Segment Open

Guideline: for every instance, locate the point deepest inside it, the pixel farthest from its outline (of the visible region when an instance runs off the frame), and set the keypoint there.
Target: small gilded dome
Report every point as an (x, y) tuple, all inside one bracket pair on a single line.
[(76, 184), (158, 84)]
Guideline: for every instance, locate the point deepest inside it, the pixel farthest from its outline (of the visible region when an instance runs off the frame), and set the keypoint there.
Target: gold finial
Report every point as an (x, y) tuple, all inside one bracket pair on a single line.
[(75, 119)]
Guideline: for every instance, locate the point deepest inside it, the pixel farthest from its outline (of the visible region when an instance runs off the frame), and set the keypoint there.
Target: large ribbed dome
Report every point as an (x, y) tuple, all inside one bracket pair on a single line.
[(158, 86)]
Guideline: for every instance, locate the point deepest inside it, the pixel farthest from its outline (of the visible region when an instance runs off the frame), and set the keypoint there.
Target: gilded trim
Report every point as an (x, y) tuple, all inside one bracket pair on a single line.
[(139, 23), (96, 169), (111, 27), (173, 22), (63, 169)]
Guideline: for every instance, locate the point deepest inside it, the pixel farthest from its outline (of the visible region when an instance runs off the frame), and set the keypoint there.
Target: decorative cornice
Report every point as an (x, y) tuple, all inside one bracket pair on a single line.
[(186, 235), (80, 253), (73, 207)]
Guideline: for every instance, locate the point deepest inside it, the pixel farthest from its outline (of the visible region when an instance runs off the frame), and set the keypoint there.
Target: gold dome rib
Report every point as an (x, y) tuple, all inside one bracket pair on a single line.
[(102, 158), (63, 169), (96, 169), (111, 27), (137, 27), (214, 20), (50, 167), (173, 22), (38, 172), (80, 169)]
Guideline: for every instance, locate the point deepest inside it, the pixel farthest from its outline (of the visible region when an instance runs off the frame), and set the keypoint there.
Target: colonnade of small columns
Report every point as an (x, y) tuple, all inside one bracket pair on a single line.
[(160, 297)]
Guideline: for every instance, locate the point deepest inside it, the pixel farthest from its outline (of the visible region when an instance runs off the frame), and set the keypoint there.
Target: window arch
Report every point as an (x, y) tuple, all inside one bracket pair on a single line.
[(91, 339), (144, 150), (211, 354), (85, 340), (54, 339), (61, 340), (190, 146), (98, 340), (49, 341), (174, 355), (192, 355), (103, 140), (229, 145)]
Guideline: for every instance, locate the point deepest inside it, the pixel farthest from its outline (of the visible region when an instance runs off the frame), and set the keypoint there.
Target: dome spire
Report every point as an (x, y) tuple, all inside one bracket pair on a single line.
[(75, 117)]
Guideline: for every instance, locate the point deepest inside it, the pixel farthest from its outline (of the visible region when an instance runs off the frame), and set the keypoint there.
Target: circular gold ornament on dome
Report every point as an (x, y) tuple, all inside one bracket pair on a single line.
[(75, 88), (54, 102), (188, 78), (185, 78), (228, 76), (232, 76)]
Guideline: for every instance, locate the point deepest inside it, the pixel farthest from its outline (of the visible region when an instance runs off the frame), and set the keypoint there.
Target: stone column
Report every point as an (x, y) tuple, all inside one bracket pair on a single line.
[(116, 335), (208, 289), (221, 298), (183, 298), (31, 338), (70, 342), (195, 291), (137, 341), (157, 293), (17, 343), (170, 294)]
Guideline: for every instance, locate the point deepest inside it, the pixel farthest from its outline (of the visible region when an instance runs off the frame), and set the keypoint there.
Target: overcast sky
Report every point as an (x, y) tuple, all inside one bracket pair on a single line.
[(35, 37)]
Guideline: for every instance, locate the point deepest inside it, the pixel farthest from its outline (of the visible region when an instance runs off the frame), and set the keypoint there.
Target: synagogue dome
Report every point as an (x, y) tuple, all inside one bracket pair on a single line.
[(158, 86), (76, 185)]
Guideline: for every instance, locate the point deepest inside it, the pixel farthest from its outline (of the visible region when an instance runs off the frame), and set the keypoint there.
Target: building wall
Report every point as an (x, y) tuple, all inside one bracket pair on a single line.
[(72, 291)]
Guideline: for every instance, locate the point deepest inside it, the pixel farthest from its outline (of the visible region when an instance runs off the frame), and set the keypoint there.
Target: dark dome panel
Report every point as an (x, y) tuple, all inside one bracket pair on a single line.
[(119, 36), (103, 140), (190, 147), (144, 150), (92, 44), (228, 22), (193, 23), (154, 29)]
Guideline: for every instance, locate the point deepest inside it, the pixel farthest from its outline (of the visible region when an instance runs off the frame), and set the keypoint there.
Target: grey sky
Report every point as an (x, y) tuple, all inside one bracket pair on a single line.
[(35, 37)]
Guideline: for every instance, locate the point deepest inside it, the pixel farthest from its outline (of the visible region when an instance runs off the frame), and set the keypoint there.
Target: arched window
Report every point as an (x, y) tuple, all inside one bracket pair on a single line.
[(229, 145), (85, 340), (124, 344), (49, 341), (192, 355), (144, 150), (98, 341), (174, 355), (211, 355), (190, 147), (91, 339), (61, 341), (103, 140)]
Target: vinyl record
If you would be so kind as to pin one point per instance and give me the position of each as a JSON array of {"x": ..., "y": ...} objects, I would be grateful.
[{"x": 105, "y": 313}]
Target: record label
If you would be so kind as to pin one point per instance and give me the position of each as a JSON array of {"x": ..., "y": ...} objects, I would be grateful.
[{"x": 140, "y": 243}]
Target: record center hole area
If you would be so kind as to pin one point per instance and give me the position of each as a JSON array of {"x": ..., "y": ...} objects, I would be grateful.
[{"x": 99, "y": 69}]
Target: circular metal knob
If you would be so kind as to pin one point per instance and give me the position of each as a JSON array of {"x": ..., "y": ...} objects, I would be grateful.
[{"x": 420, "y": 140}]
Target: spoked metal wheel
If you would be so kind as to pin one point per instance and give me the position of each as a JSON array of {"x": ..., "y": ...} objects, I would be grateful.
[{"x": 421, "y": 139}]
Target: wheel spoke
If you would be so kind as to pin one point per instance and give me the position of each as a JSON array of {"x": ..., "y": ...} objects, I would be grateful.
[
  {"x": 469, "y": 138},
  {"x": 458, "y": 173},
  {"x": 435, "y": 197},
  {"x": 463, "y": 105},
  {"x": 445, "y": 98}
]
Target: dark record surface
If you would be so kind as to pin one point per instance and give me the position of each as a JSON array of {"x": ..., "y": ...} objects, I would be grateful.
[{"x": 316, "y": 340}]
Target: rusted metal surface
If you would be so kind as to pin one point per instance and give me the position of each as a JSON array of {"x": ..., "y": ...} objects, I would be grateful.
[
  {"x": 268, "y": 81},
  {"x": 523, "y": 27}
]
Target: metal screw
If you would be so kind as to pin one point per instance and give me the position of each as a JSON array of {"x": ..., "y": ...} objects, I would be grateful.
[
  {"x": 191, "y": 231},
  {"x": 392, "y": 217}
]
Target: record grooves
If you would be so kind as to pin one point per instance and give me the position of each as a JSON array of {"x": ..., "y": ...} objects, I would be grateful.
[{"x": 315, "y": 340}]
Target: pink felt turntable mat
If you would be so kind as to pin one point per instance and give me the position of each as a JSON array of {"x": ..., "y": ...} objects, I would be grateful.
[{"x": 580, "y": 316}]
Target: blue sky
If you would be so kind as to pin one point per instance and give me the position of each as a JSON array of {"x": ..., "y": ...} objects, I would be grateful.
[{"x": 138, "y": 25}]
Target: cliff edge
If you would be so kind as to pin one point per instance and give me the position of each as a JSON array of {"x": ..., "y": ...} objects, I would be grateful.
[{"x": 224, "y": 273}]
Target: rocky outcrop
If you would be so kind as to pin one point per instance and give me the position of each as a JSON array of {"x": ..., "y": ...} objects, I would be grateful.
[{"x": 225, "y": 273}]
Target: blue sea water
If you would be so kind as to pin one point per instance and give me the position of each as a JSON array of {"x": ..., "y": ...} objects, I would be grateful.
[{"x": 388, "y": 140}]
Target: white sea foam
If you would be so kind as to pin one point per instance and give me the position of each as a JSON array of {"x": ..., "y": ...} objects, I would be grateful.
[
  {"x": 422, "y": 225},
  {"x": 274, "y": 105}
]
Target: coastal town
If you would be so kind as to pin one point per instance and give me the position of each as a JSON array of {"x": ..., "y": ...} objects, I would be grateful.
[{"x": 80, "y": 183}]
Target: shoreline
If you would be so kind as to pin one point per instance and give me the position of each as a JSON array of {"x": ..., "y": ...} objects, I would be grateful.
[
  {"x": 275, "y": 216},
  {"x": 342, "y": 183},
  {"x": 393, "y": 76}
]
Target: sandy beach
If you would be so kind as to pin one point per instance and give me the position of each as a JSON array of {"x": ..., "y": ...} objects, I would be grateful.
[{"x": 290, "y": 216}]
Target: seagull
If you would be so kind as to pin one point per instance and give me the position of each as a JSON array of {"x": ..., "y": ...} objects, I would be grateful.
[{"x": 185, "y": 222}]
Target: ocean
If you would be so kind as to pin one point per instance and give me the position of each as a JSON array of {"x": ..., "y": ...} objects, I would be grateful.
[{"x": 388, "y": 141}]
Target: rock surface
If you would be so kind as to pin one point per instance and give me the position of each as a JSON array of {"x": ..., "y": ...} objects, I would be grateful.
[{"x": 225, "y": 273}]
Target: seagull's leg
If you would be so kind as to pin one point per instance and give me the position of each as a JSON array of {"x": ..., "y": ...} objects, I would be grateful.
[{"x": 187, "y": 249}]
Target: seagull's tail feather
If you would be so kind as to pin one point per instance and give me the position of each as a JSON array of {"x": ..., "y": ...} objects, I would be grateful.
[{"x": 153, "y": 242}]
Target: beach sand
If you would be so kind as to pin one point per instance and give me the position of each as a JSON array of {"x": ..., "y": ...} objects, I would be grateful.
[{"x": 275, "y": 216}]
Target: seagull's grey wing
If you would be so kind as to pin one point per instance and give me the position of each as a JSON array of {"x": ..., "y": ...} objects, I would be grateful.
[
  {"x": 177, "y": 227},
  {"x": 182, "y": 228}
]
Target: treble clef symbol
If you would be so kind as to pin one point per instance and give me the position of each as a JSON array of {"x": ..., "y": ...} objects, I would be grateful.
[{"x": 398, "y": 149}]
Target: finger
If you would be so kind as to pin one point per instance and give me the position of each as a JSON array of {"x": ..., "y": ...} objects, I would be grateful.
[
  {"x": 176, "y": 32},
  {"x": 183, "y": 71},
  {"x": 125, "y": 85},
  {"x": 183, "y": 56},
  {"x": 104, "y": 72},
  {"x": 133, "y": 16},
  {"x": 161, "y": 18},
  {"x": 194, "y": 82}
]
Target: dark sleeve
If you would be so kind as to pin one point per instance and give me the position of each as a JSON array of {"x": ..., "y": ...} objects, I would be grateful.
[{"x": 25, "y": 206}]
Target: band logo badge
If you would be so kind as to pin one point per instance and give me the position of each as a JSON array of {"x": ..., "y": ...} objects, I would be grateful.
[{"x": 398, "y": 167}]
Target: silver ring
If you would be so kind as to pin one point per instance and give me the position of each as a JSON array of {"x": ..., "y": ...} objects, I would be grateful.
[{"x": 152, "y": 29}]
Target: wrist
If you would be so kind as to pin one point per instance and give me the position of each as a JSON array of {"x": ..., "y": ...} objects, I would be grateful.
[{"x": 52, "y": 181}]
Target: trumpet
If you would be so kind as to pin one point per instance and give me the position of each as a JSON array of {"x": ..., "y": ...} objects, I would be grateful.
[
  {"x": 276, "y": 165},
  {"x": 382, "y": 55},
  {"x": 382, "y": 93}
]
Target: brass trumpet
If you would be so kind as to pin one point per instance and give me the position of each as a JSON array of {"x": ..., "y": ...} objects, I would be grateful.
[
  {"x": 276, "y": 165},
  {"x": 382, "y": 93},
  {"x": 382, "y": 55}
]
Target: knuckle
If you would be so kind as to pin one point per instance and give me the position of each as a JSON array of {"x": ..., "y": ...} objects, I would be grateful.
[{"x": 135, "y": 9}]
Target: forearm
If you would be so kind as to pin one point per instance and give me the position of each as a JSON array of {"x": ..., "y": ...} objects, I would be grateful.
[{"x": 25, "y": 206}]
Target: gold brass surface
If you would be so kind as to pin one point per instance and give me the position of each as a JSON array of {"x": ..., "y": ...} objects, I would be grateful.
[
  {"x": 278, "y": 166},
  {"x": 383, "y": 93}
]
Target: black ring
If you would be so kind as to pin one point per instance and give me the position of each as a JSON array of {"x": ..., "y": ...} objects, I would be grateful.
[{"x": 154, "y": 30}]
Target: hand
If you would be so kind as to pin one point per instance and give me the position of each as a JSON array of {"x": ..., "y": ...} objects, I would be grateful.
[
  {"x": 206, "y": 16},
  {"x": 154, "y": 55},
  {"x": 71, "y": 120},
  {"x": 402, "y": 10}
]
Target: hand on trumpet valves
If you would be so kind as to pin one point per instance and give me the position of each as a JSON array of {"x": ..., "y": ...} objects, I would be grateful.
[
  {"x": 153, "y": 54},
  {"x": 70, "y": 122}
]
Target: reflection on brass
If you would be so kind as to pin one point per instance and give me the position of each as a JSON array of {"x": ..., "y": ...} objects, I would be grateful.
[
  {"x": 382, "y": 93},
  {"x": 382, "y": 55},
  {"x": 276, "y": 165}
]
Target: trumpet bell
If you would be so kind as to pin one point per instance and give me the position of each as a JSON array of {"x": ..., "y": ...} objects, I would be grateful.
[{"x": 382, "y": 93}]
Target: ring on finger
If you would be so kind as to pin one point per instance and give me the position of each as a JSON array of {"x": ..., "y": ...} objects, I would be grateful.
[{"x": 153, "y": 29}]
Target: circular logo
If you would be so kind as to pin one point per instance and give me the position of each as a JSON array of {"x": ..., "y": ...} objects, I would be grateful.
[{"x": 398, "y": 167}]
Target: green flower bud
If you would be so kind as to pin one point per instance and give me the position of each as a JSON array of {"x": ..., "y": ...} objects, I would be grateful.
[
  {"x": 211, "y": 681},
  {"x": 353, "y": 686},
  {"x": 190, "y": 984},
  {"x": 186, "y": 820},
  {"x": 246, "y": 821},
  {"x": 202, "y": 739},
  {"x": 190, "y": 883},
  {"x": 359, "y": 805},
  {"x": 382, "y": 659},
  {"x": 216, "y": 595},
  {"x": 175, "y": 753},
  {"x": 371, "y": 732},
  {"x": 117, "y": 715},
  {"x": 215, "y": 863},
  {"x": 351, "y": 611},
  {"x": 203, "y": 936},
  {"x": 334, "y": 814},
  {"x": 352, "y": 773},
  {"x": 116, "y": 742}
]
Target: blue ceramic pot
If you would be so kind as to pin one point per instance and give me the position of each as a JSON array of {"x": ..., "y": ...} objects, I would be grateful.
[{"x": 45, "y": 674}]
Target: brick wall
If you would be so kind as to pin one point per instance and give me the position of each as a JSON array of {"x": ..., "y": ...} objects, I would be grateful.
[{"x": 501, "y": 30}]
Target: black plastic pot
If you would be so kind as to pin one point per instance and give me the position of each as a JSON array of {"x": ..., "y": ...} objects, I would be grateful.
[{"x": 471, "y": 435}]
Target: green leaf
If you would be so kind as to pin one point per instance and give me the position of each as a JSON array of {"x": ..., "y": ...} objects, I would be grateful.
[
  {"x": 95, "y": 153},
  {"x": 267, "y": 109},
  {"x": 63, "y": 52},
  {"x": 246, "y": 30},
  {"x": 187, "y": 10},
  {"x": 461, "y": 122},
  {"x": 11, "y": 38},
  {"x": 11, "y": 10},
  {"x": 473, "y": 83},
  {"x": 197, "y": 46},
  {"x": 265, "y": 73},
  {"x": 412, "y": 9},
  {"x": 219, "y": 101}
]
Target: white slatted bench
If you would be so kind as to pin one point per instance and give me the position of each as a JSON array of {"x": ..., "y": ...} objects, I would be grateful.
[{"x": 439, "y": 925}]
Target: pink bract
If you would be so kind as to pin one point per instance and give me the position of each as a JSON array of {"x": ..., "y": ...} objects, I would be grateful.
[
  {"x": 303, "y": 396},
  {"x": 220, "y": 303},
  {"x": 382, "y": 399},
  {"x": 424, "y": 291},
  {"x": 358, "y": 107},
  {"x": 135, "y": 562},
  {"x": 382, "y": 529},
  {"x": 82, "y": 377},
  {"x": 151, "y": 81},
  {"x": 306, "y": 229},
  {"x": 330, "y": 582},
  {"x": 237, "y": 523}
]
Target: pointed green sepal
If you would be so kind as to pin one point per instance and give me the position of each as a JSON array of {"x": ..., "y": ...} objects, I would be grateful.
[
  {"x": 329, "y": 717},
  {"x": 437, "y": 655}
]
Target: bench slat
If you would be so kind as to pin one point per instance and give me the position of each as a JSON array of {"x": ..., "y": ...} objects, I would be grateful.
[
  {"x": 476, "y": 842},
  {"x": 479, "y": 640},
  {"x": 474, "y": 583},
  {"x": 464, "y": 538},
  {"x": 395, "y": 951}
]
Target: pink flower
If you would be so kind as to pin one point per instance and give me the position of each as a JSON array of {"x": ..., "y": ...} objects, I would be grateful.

Segment Closed

Pick from the records each line that contains the word "green" and show it.

Target: green flower bud
Target: green leaf
Target: pointed green sepal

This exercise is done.